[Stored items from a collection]
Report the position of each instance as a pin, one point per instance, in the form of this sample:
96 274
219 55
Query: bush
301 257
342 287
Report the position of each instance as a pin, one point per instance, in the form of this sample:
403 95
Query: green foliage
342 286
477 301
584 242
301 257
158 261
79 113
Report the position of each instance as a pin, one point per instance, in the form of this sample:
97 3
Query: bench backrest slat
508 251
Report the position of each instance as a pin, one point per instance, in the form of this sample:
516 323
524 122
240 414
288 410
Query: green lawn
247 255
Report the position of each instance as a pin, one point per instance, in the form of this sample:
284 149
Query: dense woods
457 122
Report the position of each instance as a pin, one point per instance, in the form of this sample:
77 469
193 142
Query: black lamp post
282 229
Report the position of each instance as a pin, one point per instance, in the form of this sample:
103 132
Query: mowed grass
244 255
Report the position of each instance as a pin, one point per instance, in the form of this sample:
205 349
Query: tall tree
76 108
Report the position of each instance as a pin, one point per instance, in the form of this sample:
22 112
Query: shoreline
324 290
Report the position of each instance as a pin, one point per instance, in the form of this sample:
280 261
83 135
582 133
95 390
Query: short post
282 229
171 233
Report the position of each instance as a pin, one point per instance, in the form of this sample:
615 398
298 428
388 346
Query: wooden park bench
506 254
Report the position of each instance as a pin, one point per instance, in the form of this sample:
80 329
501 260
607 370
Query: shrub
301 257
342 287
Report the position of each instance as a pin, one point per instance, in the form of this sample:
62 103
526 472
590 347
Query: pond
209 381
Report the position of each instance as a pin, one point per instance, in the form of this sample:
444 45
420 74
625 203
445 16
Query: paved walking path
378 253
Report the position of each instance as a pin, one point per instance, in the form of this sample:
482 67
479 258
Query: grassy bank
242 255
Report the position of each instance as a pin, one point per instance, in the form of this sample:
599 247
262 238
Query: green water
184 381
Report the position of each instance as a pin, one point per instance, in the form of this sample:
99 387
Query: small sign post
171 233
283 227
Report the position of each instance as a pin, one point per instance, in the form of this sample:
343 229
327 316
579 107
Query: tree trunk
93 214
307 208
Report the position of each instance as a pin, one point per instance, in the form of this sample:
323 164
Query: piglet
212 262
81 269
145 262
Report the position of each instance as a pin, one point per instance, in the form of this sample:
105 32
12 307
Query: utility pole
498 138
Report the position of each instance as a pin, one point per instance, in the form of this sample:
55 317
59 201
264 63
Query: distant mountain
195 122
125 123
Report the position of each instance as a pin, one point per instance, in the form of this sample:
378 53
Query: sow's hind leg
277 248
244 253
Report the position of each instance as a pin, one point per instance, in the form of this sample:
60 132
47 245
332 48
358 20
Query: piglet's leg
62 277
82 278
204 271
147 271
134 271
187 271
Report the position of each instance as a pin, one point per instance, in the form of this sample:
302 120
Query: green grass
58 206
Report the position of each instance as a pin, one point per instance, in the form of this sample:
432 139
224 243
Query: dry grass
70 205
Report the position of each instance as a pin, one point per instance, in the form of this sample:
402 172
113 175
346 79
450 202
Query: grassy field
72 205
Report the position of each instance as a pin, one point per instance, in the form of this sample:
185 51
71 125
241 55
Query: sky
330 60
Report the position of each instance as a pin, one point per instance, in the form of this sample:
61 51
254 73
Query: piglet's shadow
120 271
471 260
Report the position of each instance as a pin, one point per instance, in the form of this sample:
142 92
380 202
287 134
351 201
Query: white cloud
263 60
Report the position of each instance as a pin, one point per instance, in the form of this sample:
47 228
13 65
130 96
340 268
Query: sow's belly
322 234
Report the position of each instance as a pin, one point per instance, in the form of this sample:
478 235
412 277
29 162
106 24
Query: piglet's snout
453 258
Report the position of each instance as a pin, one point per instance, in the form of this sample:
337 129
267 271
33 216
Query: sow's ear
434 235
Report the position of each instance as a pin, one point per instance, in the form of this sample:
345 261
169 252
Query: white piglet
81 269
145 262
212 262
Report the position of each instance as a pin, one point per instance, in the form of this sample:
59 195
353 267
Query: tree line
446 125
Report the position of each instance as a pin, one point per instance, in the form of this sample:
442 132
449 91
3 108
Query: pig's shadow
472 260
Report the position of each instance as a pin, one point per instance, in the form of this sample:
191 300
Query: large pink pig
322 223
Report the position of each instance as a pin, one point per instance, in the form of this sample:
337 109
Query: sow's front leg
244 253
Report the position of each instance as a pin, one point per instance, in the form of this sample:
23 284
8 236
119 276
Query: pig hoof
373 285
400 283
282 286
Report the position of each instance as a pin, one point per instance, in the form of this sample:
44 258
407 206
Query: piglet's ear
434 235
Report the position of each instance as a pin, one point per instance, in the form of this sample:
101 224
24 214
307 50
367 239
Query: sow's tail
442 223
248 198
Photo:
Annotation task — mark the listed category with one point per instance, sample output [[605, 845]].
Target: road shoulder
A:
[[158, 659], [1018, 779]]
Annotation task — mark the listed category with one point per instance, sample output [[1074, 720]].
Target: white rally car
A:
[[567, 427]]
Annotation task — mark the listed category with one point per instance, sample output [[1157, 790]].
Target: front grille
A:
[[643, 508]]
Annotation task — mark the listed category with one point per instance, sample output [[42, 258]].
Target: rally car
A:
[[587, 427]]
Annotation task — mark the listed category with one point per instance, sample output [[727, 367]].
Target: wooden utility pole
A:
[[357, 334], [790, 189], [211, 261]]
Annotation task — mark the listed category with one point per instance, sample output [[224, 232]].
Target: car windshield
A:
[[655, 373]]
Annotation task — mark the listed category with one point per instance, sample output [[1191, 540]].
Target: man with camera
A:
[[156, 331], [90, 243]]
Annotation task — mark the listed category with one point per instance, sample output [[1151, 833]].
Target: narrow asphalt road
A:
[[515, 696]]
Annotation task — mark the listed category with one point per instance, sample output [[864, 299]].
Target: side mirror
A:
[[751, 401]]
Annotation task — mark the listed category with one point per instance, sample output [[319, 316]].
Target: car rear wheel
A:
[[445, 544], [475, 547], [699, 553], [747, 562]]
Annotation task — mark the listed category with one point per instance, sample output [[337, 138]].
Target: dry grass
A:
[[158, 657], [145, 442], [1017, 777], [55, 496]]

Written problem >> Rewrite all of the entries, replacing each occurrence of "one point per instance" with "a single point for each instance" and leaving everything else unchanged.

Exercise output >>
Report the position of each instance as a pin, a single point for each instance, in the form of this sample:
96 274
219 55
Query: bush
301 257
342 287
Report the position of each instance as a pin, a single point for each instance, in the form of this sample:
403 95
Query: green foliage
342 286
477 301
584 242
301 257
158 261
79 113
Report the position of each instance as a pin, a single point for each instance, in the form of this sample:
97 3
Query: bench backrest slat
508 251
Report the position of each instance as a pin, a single point for each instance, in the form of this sample:
516 323
524 122
240 414
288 410
Query: green lawn
247 255
Report the position of each instance as a pin, a single point for each instance, in the form of this sample:
284 149
Query: dense woods
457 122
Report the position of each instance as a pin, a single point for each instance, in the form of this sample:
77 469
193 142
Query: black lamp post
282 229
Report the position of each instance as a pin, a single point for each instance, in the form of this sample:
103 132
Query: mowed grass
244 255
Report the position of each instance as a pin, a single point for each instance, in the form of this sample:
205 349
Query: tall tree
76 108
Report the position of each instance as a pin, a single point for each instance, in the form of this sample:
22 112
Query: shoreline
324 290
Report the position of each instance as a pin, a single point for each instance, in the form of this sample:
280 261
83 135
582 133
95 390
Query: short post
282 229
171 233
Report the position of each instance as a pin, a single point for each instance, in the form of this sample:
615 398
298 428
388 346
Query: wooden park bench
506 254
Report the position of each instance as a pin, a single point for each instance, in the form of this sample:
80 329
501 260
607 370
Query: shrub
301 257
342 287
Report the position of each instance as a pin, a single point for each instance, in the form of this sample:
62 103
526 472
590 347
Query: pond
209 381
Report the position of each instance as a pin, a single point for each instance, in the form of this sample:
444 45
420 74
625 203
445 16
Query: paved walking path
378 253
Report the position of each instance as a pin, a single point for each instance, in the form of this sample:
482 67
479 258
Query: grassy bank
242 255
Report the position of each instance as a pin, a single point for each instance, in the form of this sample:
599 247
262 238
Query: green water
184 381
Report the position of each instance as a pin, a single point for each instance, in the form of this sample:
99 387
Query: small sign post
171 233
283 227
Report the position of each instance as a pin, a single point for each instance, in the form of this sample:
343 229
327 316
579 107
Query: tree trunk
93 214
307 208
Report the position of each instance as a pin, a single point for each instance, in the form of this sample:
323 164
Query: piglet
212 262
81 269
145 262
Report the position of each instance as a pin, a single point for each instance, in the form of this sample:
105 32
12 307
Query: utility pole
498 138
Report the position of each instance as a pin, a single point for each instance, in the form of this sample:
55 317
59 201
264 63
Query: distant mountain
195 122
125 123
Report the position of each instance as a pin, a single point for each instance, in the form of this sample:
378 53
Query: sow's hind leg
277 248
244 253
Report the position of each instance as a pin, a single point for each instance, in the form of this sample:
60 132
47 245
332 48
358 20
Query: piglet's leg
62 277
82 278
204 271
147 271
134 271
187 271
Report the position of each instance as a pin, a single point for each instance, in the form of this sample:
302 120
Query: green grass
58 206
Report the position of each instance as a pin, a single point for each instance, in the form of this sample:
432 139
224 243
Query: dry grass
70 205
Report the position of each instance as a pin, a single point for each instance, in the form of this sample:
402 172
113 175
346 79
450 202
Query: grassy field
72 205
Report the position of each instance as a pin, a single point for each instance, in the form of this sample:
185 51
71 125
241 55
Query: sky
330 60
Report the position of each instance as a pin, a single point for each instance, in the form of this sample:
61 51
254 73
Query: piglet's shadow
120 271
471 260
Report the position of each instance as a pin, a single point for each instance, in the form of this sample:
142 92
380 202
287 134
351 201
Query: white cloud
263 60
Report the position of each instance as a pin, a single point for each instance, in the form of this sample:
47 228
13 65
130 96
340 268
Query: sow's belly
322 234
Report the position of each instance as a pin, a single point for each instance, in the form of this sample:
478 235
412 277
29 162
106 24
Query: piglet's snout
453 258
Report the position of each instance as a pin, a single point for each instance, in the form of this sample:
337 129
267 271
33 216
Query: sow's ear
434 235
Report the position of each instance as a pin, a single point for each instance, in the form of this sample:
345 261
169 252
Query: white piglet
81 269
145 262
212 262
Report the position of each instance as a pin, a single point for each instance, in the form of this sample:
59 195
353 267
Query: tree line
446 125
Report the position of each instance as a pin, a single point for each instance, in the form of this sample:
442 132
449 91
3 108
Query: pig's shadow
472 260
Report the position of each instance as a pin, a single point for each instance, in the form of this sample:
191 300
Query: large pink pig
322 223
Report the position of each instance as a pin, a single point for each instance, in the form of this sample:
337 109
Query: sow's front leg
244 253
Report the position of each instance as a pin, a single point for each instance, in the form of this sample:
23 284
8 236
119 276
Query: pig hoof
373 285
400 283
282 286
Report the position of each instance as a pin, a single point for each instance, in the form of this sample:
44 258
407 206
Query: piglet's ear
434 235
Report the position of each instance as a pin, a single point for each instance, in the form of this sample:
101 224
24 214
307 50
367 239
Query: sow's tail
442 223
248 198
Photo:
Annotation task — mark the listed category with a single point for each instance, sample output [[605, 845]].
Target: road shoulder
A:
[[158, 659], [1018, 779]]
Annotation task — mark the listed category with a single point for each instance, sample output [[1074, 720]].
Target: white rally car
A:
[[567, 427]]
Annotation task — mark the listed category with a single point for each instance, sample output [[1157, 790]].
Target: front grille
A:
[[643, 508]]
Annotation task — mark the listed category with a single point for each instance, sample output [[42, 258]].
Target: rally car
A:
[[587, 427]]
Annotation task — mark the listed category with a single point for each instance, sample output [[727, 367]].
Target: wooden utility pole
A:
[[357, 334], [790, 189], [211, 261]]
Annotation task — mark the listed category with a single point for each instance, sample output [[224, 232]].
Target: car windshield
A:
[[655, 373]]
Annotation task — mark the listed category with a single point for each instance, sample output [[1191, 540]].
Target: man with camera
A:
[[156, 331], [90, 243]]
Annotation task — mark the listed category with a single point for each instance, sample output [[1151, 833]].
Target: narrow asphalt road
A:
[[515, 696]]
Annotation task — mark the listed category with a single point for each instance, sample output [[864, 299]].
Target: side mirror
A:
[[751, 401]]
Annotation task — mark the listed category with a single point for each instance, sample output [[319, 316]].
Target: car rear wheel
A:
[[445, 544], [475, 547], [699, 553], [747, 562]]
Annotation task — mark the listed category with a single point for each instance, sample output [[337, 138]].
Target: dry grass
A:
[[158, 657], [145, 442], [1017, 777], [55, 496]]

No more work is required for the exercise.